*Task prompt*
Locate every row below that contains the string "cloud" and copy each of those rows. Treat uppercase and lowercase letters as different.
_ _ _
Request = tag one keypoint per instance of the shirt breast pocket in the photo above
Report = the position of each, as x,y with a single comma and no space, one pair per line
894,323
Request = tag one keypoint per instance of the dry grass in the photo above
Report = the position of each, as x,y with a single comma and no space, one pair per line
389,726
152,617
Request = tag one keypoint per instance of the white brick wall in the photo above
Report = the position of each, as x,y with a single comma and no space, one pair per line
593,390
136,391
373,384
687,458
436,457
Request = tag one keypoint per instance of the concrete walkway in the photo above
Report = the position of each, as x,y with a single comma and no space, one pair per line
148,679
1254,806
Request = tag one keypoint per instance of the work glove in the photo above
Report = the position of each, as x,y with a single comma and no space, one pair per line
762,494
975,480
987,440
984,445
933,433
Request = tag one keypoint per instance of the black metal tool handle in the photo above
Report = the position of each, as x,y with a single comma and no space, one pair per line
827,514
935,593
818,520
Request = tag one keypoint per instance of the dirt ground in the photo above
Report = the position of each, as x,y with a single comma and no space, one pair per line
_ _ _
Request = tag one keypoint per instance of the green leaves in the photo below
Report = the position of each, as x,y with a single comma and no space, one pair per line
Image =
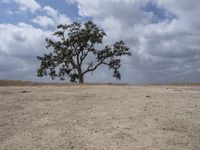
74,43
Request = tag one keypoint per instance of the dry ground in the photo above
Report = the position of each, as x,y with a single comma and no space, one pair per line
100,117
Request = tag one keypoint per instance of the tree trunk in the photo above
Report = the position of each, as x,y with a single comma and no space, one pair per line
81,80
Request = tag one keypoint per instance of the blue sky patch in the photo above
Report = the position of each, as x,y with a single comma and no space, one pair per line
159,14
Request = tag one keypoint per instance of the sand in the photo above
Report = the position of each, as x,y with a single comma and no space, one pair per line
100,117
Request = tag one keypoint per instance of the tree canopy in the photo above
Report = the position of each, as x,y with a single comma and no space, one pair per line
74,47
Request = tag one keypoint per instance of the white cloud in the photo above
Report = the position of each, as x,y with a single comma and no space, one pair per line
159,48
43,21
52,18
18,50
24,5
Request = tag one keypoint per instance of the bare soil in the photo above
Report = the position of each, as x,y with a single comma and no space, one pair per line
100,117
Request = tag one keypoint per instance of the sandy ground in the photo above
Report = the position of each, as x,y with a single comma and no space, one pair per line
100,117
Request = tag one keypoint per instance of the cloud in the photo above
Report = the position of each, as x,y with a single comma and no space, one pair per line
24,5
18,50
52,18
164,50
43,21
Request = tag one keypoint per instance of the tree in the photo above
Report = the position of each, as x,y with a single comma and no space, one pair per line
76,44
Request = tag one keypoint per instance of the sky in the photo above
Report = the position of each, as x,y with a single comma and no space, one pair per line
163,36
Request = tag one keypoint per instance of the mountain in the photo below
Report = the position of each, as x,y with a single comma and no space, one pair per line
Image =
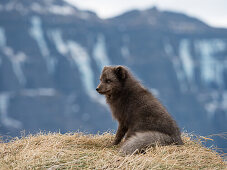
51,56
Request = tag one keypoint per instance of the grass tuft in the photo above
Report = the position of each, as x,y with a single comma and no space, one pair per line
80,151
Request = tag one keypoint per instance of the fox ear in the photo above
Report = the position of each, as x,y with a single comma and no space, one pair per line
_ _ _
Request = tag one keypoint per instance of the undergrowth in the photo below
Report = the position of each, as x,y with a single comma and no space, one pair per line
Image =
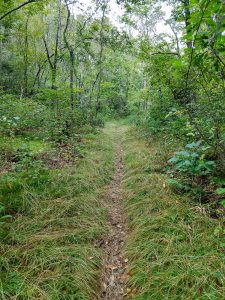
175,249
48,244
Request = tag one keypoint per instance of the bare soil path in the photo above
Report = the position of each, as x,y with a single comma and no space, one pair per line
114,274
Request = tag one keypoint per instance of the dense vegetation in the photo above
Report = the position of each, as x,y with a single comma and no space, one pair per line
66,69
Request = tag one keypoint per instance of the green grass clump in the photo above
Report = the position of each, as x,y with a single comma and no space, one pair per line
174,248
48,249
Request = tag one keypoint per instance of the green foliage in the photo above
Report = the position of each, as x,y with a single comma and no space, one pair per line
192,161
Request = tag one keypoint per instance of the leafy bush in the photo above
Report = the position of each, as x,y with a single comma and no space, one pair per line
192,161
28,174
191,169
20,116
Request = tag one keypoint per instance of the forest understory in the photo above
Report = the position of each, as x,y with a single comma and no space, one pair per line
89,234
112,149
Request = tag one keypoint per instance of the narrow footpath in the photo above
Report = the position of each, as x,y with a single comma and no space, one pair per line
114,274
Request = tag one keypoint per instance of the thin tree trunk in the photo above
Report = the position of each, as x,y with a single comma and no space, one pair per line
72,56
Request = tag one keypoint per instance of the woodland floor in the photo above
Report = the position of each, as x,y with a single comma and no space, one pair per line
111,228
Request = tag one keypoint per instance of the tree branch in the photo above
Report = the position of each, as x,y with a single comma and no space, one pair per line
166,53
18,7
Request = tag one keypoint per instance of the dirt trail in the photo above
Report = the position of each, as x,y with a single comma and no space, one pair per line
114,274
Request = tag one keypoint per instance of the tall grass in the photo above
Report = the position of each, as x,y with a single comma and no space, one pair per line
_ _ _
*The reply*
Request = tag one keypoint per instance of the white cloud in the photo above
Request = tag one keypoint per instance of the cloud in the photo above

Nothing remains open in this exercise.